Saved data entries
-- BEGIN --

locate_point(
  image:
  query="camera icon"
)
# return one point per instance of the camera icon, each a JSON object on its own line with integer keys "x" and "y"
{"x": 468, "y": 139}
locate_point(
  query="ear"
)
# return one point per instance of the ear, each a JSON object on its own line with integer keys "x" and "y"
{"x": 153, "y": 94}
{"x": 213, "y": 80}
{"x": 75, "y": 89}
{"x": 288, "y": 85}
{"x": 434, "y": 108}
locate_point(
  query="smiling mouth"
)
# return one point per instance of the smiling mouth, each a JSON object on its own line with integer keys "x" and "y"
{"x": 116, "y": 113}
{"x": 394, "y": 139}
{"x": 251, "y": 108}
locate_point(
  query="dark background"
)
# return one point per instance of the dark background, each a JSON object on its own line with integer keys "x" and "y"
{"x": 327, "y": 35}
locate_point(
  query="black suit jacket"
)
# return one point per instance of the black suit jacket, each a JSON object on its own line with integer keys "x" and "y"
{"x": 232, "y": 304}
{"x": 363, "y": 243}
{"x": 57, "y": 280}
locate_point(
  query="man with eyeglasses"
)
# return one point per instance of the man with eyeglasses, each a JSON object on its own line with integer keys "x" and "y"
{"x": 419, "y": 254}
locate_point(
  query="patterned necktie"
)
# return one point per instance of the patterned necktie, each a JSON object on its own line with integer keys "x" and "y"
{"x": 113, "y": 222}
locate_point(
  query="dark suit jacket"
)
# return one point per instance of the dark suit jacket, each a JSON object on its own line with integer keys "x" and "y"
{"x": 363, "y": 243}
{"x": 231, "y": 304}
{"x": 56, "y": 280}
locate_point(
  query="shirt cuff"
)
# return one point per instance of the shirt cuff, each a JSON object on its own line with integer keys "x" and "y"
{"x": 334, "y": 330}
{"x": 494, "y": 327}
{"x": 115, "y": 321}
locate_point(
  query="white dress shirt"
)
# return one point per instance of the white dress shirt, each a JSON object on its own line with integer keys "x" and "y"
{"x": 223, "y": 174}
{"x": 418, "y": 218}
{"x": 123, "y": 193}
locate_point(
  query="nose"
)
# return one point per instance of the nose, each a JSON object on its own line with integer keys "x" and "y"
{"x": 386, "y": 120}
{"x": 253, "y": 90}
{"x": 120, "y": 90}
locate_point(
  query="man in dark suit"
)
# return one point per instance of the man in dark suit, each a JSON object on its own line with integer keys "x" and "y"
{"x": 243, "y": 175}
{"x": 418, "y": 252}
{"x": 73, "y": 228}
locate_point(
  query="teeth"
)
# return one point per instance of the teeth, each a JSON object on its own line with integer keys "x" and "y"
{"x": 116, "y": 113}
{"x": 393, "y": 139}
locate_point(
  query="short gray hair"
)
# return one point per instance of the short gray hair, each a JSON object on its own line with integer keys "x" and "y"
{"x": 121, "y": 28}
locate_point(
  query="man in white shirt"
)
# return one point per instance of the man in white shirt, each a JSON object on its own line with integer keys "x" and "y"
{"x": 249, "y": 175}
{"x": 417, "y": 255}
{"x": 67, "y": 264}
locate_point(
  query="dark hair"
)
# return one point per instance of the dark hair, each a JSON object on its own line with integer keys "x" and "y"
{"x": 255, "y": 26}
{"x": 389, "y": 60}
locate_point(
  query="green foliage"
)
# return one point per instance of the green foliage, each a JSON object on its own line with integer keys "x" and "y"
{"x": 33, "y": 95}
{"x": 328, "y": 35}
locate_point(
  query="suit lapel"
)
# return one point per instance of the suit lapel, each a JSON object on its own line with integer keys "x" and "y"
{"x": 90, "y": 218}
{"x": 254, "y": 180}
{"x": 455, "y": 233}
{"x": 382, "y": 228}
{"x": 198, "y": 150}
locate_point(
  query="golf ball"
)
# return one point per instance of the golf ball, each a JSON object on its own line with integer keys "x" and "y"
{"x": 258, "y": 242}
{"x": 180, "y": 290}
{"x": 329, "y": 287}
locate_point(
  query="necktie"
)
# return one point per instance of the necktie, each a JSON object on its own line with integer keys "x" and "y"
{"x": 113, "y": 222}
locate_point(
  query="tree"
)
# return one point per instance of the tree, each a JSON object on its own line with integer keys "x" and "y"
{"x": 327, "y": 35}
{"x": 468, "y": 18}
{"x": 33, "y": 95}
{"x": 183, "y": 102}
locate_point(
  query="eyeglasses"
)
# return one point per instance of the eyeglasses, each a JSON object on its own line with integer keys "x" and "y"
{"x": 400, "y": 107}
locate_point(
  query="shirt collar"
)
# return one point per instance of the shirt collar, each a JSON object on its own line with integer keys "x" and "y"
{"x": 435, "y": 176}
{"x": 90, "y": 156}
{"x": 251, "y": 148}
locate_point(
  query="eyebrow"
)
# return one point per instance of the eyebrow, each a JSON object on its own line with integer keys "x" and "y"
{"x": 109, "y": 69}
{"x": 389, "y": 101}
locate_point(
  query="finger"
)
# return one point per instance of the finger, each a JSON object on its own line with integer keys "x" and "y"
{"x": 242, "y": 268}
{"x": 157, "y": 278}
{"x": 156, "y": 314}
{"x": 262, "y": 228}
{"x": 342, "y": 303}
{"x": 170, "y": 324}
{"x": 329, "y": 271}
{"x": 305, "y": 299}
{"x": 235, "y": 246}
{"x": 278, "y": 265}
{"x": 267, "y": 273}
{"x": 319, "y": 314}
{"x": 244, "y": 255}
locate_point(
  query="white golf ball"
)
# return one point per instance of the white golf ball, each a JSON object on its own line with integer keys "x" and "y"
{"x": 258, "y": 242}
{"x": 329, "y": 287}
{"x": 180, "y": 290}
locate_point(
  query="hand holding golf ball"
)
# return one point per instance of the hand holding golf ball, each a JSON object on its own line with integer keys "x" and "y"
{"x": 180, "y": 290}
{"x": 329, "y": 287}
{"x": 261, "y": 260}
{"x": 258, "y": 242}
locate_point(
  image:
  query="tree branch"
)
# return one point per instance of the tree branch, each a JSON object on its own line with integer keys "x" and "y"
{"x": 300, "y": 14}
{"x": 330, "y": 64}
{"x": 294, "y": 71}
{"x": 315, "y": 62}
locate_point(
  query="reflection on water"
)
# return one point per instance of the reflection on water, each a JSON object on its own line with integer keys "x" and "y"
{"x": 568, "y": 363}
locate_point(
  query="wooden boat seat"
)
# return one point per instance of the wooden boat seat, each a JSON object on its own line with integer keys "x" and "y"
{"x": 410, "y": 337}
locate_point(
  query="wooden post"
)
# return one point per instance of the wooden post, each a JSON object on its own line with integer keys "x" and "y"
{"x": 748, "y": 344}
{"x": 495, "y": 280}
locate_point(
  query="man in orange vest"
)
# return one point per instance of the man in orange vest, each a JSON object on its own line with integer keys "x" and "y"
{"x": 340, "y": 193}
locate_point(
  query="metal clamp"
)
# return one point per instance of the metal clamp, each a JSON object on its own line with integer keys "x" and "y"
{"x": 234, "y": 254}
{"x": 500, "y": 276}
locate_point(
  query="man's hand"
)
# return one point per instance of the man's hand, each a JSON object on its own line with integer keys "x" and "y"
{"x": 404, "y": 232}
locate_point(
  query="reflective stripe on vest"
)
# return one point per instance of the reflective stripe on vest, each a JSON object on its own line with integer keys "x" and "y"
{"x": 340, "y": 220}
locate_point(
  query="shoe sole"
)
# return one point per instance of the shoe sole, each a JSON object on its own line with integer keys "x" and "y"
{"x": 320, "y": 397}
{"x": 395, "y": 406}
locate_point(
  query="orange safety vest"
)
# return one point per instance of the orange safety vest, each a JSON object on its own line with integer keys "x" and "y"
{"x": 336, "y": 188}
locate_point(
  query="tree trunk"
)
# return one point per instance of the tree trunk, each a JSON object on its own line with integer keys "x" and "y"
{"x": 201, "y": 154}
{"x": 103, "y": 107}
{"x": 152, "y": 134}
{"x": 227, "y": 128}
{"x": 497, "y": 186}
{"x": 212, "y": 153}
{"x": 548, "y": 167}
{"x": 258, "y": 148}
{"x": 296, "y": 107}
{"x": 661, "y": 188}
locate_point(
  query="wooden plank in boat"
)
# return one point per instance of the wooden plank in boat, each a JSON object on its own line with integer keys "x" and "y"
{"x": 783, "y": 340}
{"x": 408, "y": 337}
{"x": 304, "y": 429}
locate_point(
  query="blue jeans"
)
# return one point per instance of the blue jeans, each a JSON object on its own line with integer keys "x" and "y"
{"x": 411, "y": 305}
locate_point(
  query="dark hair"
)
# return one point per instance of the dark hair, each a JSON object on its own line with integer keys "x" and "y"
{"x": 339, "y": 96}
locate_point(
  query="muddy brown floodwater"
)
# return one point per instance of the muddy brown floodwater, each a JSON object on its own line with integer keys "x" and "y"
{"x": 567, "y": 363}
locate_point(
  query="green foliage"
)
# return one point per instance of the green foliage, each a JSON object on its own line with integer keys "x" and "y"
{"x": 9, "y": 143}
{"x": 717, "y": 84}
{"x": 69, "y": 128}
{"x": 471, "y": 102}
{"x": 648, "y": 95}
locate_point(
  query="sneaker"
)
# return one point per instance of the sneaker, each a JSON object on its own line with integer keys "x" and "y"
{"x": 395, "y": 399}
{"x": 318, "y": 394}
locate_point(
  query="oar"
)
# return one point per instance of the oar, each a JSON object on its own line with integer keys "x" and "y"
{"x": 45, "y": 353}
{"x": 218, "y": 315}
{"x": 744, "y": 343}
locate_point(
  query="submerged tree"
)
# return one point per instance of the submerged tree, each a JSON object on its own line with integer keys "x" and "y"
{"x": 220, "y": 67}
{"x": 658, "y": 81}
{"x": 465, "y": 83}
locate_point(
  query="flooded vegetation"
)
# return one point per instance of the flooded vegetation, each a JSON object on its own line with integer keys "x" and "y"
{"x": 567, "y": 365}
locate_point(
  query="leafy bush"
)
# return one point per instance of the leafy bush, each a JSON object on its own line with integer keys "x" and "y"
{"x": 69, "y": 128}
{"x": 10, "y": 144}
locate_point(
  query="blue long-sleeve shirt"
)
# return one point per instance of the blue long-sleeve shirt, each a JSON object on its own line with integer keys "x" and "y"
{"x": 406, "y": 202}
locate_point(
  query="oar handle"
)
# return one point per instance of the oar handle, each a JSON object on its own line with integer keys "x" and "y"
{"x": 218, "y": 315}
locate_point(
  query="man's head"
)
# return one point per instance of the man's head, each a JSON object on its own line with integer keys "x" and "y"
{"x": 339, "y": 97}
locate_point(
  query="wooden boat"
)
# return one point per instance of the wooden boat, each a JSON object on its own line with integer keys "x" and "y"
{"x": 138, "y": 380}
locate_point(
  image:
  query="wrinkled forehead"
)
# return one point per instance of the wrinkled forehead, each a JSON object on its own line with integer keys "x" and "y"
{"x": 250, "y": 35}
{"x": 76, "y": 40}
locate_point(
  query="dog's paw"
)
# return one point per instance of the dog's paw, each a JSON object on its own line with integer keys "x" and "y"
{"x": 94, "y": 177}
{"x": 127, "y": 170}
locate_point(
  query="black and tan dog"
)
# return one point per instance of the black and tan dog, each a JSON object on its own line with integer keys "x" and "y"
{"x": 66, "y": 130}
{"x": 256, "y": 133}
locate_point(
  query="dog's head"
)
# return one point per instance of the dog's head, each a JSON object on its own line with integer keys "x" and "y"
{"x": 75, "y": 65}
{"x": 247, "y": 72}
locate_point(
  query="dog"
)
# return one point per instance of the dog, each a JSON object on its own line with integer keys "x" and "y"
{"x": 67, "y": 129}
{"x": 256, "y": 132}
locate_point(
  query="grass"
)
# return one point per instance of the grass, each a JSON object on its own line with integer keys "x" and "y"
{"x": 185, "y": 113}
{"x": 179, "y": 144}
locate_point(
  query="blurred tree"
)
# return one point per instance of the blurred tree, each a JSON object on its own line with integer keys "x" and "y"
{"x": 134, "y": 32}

-- END --

[AIM]: Count the lines in the rows above that contain the string "icon", treating uppercase and lowercase as different. Give only the number.

[OUTPUT BELOW]: 2